Description of the task> Please write out all of the records below again, requests included, and increase every point coordinate in the answers by 144.

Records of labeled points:
----

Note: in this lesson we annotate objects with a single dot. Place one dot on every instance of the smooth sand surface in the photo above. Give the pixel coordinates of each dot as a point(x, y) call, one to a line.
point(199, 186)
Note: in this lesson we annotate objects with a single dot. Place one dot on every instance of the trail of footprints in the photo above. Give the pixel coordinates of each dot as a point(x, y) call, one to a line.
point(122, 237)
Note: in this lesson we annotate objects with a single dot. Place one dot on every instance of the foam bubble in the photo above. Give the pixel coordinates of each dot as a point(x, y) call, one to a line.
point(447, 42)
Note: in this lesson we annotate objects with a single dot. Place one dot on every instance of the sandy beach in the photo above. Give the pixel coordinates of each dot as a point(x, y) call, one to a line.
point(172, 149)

----

Solution to this task>
Note: in this lesson we annotate objects with a single dot. Place one dot on every instance of the smooth sand surface in the photo above. Give the pixel coordinates of each dot as a point(x, y) call, one to a line.
point(343, 330)
Note: in this lesson we annotate objects with a single dot. Place one dot on every instance of the trail of footprints in the photo above. Give the pixel coordinates of each dot as a point(x, y) call, one to a line.
point(266, 381)
Note: in this lesson we annotate objects with a single dot. Place one dot on every instance of the foam bubble in the photo above. Give the pixel coordinates of each dot as a point(x, y) call, one to a line.
point(591, 186)
Note: in this lesson we annotate objects with a single dot. Place one dot on every instance of the sandy beach in the photo above. Give the pixel coordinates of each dot as a point(x, y) call, one to a line.
point(316, 293)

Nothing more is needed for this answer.